(Part of a data file)
•••

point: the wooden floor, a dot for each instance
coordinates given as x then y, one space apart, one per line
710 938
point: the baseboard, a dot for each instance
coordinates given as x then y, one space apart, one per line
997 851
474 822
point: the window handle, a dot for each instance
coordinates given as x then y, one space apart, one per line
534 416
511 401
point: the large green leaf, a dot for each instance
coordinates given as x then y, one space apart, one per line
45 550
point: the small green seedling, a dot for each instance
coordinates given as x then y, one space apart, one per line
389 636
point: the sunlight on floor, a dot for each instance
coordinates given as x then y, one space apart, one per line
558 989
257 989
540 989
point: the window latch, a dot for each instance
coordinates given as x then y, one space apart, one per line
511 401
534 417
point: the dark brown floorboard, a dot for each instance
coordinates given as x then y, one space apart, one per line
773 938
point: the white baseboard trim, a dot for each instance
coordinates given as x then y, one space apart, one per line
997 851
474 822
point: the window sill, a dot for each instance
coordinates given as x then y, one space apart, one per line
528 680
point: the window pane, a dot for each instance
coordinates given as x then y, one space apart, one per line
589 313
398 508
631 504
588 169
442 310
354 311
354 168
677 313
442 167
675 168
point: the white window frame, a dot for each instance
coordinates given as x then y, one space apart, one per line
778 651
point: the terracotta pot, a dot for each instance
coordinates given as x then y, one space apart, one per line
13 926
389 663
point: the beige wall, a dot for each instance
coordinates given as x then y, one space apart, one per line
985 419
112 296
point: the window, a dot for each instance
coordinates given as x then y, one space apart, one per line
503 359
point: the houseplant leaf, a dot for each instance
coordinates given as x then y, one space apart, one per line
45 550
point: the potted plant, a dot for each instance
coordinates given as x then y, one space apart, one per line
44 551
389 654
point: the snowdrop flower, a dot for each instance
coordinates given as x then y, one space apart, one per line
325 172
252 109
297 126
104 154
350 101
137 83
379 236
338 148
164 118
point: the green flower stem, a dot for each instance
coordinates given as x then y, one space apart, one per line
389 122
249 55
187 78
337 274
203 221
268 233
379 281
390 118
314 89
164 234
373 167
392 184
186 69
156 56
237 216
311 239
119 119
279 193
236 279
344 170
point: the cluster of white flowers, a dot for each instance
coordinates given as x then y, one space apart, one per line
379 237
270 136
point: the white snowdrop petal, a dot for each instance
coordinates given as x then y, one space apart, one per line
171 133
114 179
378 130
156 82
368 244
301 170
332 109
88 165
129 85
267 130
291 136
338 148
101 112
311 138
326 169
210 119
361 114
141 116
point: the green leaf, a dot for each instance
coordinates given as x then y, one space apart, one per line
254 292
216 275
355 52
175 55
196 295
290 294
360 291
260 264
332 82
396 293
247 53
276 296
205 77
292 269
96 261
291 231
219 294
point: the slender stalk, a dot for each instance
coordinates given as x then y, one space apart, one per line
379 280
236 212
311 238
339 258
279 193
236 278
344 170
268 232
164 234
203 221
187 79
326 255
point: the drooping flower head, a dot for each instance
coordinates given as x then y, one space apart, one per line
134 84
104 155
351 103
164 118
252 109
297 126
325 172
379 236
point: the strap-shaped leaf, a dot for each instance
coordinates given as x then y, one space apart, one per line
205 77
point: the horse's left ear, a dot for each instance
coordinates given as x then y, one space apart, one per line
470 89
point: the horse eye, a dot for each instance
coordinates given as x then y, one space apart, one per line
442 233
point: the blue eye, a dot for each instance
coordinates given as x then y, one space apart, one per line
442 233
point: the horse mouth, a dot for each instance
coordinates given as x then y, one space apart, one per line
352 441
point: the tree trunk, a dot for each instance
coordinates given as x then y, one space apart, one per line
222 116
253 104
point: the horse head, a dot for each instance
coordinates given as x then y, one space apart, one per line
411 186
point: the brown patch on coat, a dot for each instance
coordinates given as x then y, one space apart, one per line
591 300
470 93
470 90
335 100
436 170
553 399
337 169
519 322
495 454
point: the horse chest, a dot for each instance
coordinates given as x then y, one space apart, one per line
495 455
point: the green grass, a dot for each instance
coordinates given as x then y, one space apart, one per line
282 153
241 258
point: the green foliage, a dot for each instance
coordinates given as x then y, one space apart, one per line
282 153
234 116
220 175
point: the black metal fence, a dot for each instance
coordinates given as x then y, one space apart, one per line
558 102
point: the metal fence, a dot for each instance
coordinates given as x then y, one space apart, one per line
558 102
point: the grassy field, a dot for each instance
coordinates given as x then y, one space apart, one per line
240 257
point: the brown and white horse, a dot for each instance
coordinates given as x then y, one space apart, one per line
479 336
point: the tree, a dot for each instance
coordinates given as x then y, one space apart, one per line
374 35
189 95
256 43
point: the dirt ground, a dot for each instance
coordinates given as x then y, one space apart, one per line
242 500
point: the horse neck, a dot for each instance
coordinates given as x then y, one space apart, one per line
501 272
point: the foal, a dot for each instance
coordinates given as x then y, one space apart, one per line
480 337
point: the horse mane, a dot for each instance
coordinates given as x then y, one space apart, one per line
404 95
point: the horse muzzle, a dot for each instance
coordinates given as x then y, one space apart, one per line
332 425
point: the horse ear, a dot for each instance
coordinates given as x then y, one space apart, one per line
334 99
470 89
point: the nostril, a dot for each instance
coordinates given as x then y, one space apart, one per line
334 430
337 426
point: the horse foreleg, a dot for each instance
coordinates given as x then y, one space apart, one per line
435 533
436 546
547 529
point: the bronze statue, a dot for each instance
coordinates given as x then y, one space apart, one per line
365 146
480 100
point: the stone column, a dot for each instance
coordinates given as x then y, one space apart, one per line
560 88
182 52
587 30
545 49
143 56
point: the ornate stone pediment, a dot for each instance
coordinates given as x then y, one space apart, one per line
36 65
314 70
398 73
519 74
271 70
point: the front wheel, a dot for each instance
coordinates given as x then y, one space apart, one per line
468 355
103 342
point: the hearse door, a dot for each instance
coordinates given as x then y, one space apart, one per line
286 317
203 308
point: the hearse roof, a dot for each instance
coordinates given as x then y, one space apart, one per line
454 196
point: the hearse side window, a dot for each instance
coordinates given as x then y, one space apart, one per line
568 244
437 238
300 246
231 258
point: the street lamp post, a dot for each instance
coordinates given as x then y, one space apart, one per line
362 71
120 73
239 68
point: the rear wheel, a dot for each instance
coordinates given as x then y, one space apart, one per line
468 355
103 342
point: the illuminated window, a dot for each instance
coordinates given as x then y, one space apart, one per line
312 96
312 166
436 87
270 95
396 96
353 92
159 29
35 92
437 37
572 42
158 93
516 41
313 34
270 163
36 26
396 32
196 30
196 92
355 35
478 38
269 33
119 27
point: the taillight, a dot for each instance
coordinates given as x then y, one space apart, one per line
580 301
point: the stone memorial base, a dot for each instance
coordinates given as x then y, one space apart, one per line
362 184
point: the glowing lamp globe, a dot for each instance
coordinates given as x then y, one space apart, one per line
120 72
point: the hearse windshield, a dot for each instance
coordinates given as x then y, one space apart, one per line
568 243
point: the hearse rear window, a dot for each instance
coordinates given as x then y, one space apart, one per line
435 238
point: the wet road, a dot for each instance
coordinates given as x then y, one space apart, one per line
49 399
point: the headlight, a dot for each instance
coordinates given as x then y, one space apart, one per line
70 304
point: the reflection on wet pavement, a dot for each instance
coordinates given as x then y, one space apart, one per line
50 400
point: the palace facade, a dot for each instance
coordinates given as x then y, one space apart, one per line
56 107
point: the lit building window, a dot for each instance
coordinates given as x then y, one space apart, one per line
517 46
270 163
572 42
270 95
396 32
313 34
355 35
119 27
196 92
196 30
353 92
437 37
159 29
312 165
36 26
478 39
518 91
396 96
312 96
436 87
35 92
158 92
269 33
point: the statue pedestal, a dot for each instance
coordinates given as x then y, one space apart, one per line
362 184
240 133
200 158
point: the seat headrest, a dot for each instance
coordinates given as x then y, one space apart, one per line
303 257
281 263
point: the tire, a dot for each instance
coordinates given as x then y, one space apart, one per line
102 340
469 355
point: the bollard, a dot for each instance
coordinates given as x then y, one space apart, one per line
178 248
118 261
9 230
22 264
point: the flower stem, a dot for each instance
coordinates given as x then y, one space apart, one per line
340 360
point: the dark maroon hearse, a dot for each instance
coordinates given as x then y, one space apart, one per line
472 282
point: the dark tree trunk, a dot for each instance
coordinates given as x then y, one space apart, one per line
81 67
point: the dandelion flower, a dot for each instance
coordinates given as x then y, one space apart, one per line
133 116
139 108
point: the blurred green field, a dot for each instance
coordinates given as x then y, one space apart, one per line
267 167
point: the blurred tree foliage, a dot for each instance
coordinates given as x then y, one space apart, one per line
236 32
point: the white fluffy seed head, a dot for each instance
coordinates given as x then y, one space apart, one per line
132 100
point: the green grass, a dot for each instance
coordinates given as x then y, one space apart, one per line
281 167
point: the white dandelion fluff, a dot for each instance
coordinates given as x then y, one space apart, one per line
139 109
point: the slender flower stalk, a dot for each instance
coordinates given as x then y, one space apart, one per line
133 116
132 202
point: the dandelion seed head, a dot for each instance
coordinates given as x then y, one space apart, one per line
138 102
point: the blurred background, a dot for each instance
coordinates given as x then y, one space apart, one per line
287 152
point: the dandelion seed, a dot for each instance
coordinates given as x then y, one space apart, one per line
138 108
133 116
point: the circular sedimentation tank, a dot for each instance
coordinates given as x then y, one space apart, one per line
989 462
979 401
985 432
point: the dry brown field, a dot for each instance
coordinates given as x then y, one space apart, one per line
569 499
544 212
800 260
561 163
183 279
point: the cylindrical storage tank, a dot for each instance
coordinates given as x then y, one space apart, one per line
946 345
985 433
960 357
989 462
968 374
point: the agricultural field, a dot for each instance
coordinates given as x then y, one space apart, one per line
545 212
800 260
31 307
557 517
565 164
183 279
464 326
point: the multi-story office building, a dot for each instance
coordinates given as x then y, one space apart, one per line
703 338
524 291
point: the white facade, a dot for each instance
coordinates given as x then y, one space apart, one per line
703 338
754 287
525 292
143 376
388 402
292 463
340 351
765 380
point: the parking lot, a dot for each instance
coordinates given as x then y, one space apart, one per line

•••

Written exercise: Transcribe, word for word, every line from the one containing "point: the white dandelion" through the final line of the entries, and nothing else.

Response:
point: the white dandelion fluff, a dot for each instance
coordinates given as x then y, one space apart, one per line
139 109
point: the slender flower stalk, a dot for each instance
coordinates given as x then y, one space apart, one per line
133 116
132 202
point: the dandelion seed head, a dot for each instance
coordinates given as x then y, one space apart, one per line
138 102
point: the blurred background, a dot for each instance
coordinates given as x then y, one space apart, one per line
287 152
point: the dandelion seed, a dot for each instance
coordinates given as x then y, one space apart, one per line
138 108
133 116
point: the circular sedimentation tank, a dot for each instance
coordinates given as x then y, one space apart, one per line
989 462
979 401
985 432
point: the dry brown field, a dot for each instance
coordinates given as x then y, one space apart, one per line
569 499
544 212
800 260
561 163
183 279
point: the cylindrical storage tank, a dot for each instance
coordinates given as x then y, one space apart, one per line
946 345
985 433
960 357
989 462
968 374
point: the agricultural field, a dot for each instance
coordinates given as x then y, one space apart, one per line
545 212
800 260
31 307
557 517
565 164
183 279
464 326
point: the multi-story office building, a dot for each instance
coordinates given as x then y, one space apart, one per line
703 338
524 291
point: the white facade, a dot for each instance
coordinates given as x then y, one space apart, one per line
703 338
754 287
525 292
143 376
388 402
292 463
340 351
765 380
point: the parking lot, a dot for each instance
coordinates given as x then y, one space apart, one per line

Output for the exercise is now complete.